#### Page text

ERCOT said Wednesday that former U.S. Energy Information Administrator Linda Capuano has been appointed to its Board of Directors. Her appointment is effective Saturday.

Capuano fills the independent director’s position left vacant by Zin Smati, who resigned in December over a conflict of interest. (See ERCOT Board Member Resigns over Business Conflict.) She has been a faculty member of Rice University’s Jones Graduate School of Business since 2015, interrupted by her three-year stint at EIA from 2018 to 2021. Capuano also serves as an adviser to the school’s dean on energy initiatives.

She has also previously served on the boards of CAISO (2007-2010) and Peak Reliability (2013-2018). She has a doctorate in materials science and engineering from Stanford University and was a fellow in energy technology at Rice’s James A. Baker III Institute for Public Policy from 2014 to 2018.

“Linda’s deep energy expertise will be of great value as we continue to strive towards industry-leading reliability and efficient markets,” ERCOT CEO Pablo Vegas said in a press release.

Linda Capuano, Rice University | Rice University

Capuano will be joining a board under a new compensation structure approved Thursday by the Texas Public Utility Commission. The action increases the independent directors’ annual compensation from $87,000 to $160,000, an 83.9% increase. It is the first increase since 2011.

The ISO’s eight independent directors are appointed by the state’s three-person ERCOT Board Selection Committee, which comprises appointees from the governor, lieutenant governor and the speaker of the House of Representatives. The directors are required by law to not have fiduciary duty or assets in the ERCOT market and must be Texas residents.

Record Renewables Fill Gap

The Texas grid operator did not see a new high for peak demand Wednesday, but it did set a record for renewable energy production when wind and solar resources produced a combined 31.47 GW of power at 1:20 p.m. CT, according to Grid Status.

“[E]very megawatt helps,” Stoic Energy’s Doug Lewin tweeted, noting that 9.6 GW of thermal plants were offline at the time. ERCOT defines 8.3 GW as “high outages.”

ERCOT set an unofficial peak demand record Tuesday when it averaged 80.83 GW during the hour ending at 6 p.m. That would break the old mark of 80.15 GW set last July, the first time its demand was over 80 GW. (See related story, Under the Dome: ERCOT Sets Peak Demand Marks.)

The grid operator has averaged more than 80 GW during seven interval hours this week.

Gas Plant to Suspend Operations

Talen Energy notified ERCOT on Tuesday that it plans to indefinitely suspend operations at a gas-fired unit near Corpus Christi, Texas.

The company said Barney Davis Unit 1 will stop operating Nov. 24. The 49-year-old unit has a summer seasonal rating of 292 MW.

########

Activity:
From the ERCOT article above, list every board of directors that Linda Capuano has served on or been appointed to, giving the years of service where the article states them.

#### Data extract

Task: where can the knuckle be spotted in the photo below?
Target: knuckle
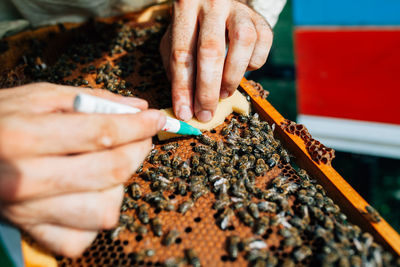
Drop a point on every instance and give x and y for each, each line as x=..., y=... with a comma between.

########

Answer to the problem:
- ERCOT Board of Directors (appointment effective Saturday)
- CAISO (2007-2010)
- Peak Reliability (2013-2018)